__Exercise text__.
►
Gov’t orders local clinics to continue to provide medical care

Posted June. 11, 2024 07:55,   

Updated June. 11, 2024 07:55


With the Korea Medical Association preparing for an all-out strike next Tuesday, the South Korean government has mandated that physicians operating local clinics and hospitals must continue to provide medical care and promptly report any office closures. The tension between doctors and the government is escalating, particularly as professors at major university hospitals have expressed their intent to join the strike, with some even considering indefinite closure, including those at Seoul National University College of Medicine.

“In accordance with the Medical Service Act, physicians have been directed to maintain medical care and report any office closures,” stated Minister of Health and Welfare Cho Kyoo-hong during a meeting of the Central Disaster and Safety Countermeasures Headquarters on Monday. “These measures are the bare minimum required to safeguard people’s lives and health in response to the medical community’s all-out strike.”
◄
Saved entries
►
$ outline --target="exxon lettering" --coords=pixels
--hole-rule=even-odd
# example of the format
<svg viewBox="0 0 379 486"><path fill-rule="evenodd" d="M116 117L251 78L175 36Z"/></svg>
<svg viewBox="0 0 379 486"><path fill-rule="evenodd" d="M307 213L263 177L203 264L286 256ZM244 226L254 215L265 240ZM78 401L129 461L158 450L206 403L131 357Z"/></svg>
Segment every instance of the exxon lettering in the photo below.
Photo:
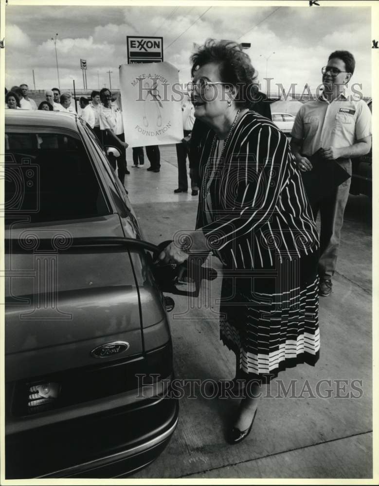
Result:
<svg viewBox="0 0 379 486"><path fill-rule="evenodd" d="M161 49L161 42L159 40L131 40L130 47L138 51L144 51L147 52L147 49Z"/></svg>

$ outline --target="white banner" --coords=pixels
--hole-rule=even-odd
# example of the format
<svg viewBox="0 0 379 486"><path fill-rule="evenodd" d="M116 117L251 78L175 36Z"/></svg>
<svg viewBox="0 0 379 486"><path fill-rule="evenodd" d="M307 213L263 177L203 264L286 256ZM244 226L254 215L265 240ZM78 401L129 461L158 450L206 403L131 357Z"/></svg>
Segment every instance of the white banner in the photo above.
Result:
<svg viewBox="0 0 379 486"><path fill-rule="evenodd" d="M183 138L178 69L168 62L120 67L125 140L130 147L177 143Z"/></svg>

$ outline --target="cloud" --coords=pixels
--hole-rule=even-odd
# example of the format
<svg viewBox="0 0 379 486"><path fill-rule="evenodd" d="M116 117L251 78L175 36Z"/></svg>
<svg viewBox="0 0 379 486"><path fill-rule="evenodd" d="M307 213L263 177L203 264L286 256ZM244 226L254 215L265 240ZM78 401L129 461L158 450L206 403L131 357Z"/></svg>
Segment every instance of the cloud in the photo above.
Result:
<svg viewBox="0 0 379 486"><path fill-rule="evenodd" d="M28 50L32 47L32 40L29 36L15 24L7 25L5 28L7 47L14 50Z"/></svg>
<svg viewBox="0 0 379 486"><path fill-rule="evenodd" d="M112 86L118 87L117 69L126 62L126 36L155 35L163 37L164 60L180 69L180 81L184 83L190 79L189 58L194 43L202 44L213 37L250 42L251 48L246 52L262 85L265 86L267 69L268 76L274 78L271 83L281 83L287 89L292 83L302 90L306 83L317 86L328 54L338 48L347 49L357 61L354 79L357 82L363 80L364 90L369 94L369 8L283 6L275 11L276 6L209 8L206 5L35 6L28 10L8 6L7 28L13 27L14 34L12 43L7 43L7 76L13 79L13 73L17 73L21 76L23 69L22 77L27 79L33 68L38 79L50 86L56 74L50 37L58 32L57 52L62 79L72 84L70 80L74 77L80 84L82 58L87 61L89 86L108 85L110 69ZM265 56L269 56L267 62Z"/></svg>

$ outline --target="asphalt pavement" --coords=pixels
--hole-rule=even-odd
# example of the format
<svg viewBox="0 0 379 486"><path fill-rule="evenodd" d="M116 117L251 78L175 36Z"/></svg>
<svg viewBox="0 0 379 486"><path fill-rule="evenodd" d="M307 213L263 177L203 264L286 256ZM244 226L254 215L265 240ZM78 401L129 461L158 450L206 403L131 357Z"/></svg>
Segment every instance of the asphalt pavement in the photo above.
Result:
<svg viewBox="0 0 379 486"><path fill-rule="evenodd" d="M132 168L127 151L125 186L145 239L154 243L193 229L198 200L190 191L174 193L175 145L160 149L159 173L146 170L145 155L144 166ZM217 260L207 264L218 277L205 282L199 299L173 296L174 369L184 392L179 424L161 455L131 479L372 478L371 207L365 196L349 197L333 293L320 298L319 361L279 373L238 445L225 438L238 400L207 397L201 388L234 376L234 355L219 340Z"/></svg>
◄
►
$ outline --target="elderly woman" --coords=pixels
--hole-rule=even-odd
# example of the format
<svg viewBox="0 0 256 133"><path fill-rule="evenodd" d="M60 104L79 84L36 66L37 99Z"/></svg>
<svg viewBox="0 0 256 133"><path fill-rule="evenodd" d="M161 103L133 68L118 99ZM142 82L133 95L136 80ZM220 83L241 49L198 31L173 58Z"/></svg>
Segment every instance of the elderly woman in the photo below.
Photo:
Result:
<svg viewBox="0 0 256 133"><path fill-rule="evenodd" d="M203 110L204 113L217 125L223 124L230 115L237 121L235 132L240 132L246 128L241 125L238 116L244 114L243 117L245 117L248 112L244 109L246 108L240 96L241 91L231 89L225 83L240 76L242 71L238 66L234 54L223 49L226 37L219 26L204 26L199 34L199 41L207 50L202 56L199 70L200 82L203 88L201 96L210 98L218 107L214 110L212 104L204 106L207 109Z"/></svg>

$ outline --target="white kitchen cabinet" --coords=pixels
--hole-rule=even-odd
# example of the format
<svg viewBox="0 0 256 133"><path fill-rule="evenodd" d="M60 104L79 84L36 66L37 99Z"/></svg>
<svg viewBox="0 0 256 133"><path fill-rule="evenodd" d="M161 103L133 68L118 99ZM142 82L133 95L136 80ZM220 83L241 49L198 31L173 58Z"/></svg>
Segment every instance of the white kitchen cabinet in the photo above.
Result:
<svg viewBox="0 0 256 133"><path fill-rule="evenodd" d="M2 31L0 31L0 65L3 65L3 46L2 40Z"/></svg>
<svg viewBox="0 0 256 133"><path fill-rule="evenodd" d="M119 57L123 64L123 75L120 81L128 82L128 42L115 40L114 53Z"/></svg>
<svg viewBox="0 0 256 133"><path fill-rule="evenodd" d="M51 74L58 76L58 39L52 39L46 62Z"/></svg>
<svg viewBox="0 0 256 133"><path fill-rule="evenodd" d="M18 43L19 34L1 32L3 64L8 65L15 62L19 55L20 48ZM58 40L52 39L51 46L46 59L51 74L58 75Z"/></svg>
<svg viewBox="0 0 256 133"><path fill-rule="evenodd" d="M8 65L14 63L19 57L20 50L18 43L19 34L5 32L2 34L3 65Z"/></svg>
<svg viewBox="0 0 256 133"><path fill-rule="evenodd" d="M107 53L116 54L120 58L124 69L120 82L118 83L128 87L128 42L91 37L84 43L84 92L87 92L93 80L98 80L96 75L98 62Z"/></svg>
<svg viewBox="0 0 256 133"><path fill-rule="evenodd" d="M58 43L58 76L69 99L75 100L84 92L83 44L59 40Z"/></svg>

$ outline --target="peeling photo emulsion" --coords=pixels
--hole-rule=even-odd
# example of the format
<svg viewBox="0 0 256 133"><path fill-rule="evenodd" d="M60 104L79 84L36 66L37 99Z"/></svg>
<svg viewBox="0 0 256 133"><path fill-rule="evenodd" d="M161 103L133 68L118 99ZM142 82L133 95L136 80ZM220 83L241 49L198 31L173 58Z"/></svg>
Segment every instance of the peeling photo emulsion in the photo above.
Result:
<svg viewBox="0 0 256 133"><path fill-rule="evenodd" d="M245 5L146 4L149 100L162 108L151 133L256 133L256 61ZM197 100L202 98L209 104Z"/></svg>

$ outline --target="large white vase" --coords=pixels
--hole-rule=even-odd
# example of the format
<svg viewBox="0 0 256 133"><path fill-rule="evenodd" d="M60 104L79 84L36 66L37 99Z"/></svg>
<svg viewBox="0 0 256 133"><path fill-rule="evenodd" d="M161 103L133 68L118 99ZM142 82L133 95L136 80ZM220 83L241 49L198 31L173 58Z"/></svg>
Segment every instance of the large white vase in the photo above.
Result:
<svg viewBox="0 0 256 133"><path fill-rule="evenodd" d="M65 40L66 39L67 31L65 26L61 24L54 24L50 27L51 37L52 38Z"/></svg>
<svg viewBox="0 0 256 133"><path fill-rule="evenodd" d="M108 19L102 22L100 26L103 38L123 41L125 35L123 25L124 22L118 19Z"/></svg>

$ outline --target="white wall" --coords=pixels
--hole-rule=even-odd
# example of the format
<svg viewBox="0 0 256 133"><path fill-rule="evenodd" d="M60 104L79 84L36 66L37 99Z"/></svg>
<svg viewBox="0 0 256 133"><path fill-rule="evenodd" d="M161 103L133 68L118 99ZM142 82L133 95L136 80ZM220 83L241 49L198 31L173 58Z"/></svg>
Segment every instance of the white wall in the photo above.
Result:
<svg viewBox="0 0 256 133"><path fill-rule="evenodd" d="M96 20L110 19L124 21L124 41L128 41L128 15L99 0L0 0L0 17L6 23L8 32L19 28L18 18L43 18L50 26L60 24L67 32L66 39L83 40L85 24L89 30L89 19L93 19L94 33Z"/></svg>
◄
__Prompt__.
Write out the part of the clinic-care report starting at "Gov’t orders local" and ending at "College of Medicine.", renaming "strike" as "walkout" each time it occurs. The items aren't needed for this.

__Exercise output__.
Gov’t orders local clinics to continue to provide medical care

Posted June. 11, 2024 07:55,   

Updated June. 11, 2024 07:55


With the Korea Medical Association preparing for an all-out walkout next Tuesday, the South Korean government has mandated that physicians operating local clinics and hospitals must continue to provide medical care and promptly report any office closures. The tension between doctors and the government is escalating, particularly as professors at major university hospitals have expressed their intent to join the walkout, with some even considering indefinite closure, including those at Seoul National University College of Medicine.